■ Problem details ■
Every line of the material that follows must be printed again exactly.

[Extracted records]
»»
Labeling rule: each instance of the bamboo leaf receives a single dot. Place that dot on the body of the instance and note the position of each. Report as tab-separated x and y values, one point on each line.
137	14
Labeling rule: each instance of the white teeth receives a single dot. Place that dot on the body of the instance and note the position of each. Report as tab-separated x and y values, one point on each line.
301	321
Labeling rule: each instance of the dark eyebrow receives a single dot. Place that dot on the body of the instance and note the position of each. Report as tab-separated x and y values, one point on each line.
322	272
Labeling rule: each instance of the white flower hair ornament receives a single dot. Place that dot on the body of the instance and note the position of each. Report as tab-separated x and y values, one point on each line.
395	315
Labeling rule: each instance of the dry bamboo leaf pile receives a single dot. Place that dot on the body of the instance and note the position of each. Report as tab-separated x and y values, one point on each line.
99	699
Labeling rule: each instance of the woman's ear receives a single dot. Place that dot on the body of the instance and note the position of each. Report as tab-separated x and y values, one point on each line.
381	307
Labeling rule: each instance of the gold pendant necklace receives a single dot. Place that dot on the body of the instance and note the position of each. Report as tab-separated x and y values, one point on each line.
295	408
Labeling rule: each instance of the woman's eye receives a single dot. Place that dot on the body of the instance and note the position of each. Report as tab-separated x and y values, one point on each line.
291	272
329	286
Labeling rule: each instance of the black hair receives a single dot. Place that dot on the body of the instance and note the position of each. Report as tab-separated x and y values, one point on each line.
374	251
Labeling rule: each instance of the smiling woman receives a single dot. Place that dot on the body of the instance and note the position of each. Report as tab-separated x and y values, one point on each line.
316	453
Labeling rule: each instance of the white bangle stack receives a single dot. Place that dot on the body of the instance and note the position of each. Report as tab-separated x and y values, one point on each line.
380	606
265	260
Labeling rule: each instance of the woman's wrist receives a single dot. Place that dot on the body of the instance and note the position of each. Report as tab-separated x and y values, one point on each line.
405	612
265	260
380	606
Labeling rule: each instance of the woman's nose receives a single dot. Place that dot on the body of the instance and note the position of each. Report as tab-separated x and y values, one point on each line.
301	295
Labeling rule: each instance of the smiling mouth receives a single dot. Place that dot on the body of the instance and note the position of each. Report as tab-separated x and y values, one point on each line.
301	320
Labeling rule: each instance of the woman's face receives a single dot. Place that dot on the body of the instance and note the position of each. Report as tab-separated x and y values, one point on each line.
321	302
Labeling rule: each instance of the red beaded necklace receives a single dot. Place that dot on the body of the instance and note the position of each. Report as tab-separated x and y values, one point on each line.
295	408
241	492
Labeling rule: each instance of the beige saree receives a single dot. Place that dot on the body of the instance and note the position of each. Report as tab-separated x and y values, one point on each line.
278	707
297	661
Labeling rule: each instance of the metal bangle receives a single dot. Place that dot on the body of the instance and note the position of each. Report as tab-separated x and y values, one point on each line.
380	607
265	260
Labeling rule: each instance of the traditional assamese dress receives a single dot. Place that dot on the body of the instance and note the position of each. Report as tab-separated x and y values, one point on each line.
««
■ Written solution ■
Labeling rule: each instance of the bamboo leaf receives a single dot. Place that dot on the body of the instance and note the position of each. Report as tab-separated x and y values, one point on each line.
137	14
Labeling rule: each instance of the white teeth receives a single dot. Place that dot on the body of the instance and note the position of each. Report as tab-separated x and y values, one point on each line.
301	321
Labeling rule: each instance of the dark eyebrow receives a single dot. Place that dot on the body of the instance and note the position of each. Report as tab-separated x and y values, one point on each line.
322	272
Labeling rule: each instance of the white flower hair ornament receives a single dot. Place that dot on the body of the instance and note the position of each. Report as tab-separated x and y values, one point on each line.
395	315
Labeling rule: each instance of the dry bamboo leaf pile receives a single dot. Place that dot on the body of the instance and note the position of each. Report as tab-separated x and y values, one point on each line.
99	699
Labeling rule: each instance of the woman's ear receives a single dot. Place that dot on the body of the instance and note the position of each. Report as tab-separated x and y values, one point on each line.
381	307
Labeling rule: each instance of the gold pendant necklace receives a single dot. Place that dot on the body of the instance and note the position of each. Report as tab-separated x and y values, one point on each line.
295	408
Labeling rule: each instance of the woman's eye receives a single dot. Place that dot on the body of the instance and note the position of each. Report as tab-separated x and y values, one point on each line.
291	272
329	286
Labeling rule: each instance of the black hair receives a single dot. Place that dot on the body of the instance and note the position of each. Report as tab-separated x and y values, one point on each line.
374	251
Labeling rule: each instance of the smiling woman receives a single dot. Place that dot on the body of the instance and note the position of each. Report as tab-separated x and y values, one point on each line.
316	453
Labeling rule: each instance of the white bangle stack receives a single dot. Place that dot on the body of the instance and note the position of each. Report as tab-separated x and y values, one point on each line.
380	606
265	260
Labeling rule: each instance of the woman's wrist receives a single dot. Place that dot on the body of the instance and note the position of each. Report as tab-separated x and y values, one point on each line.
405	612
265	260
380	606
Labeling rule: each instance of the woman's nose receives a single dot. Place that dot on the body of the instance and note the position of each. Report as tab-separated x and y values, one point on each line.
301	295
Labeling rule: each instance of the smiling mouth receives a single dot. Place that dot on the body of the instance and note the position of each. Report as tab-separated x and y values, one point on each line.
301	320
Labeling rule: each instance of the woman's face receives a single dot. Place that dot on the body of the instance and note the position of each. Report as tab-separated x and y values, one point on each line.
321	302
Labeling rule: each instance of the red beaded necklace receives a single dot. Place that dot on the body of the instance and note the position of each. Report as tab-separated x and y values, one point on each line.
295	408
241	492
Labeling rule: each instance of the beige saree receives a single dot. Place that dot on the body of the instance and note the position of each. Report as tab-separated x and y values, one point on each line.
278	707
297	661
Labeling rule: each instance of the metal bangle receives a single dot. Place that dot on the body of the instance and note the position of each. Report as tab-separated x and y values, one point on each line.
380	607
265	260
Labeling rule: each instance of the traditional assamese dress receives a single dot. Place that dot on the body of the instance and note the position of each. Report as tab-separated x and y values, one point on each line.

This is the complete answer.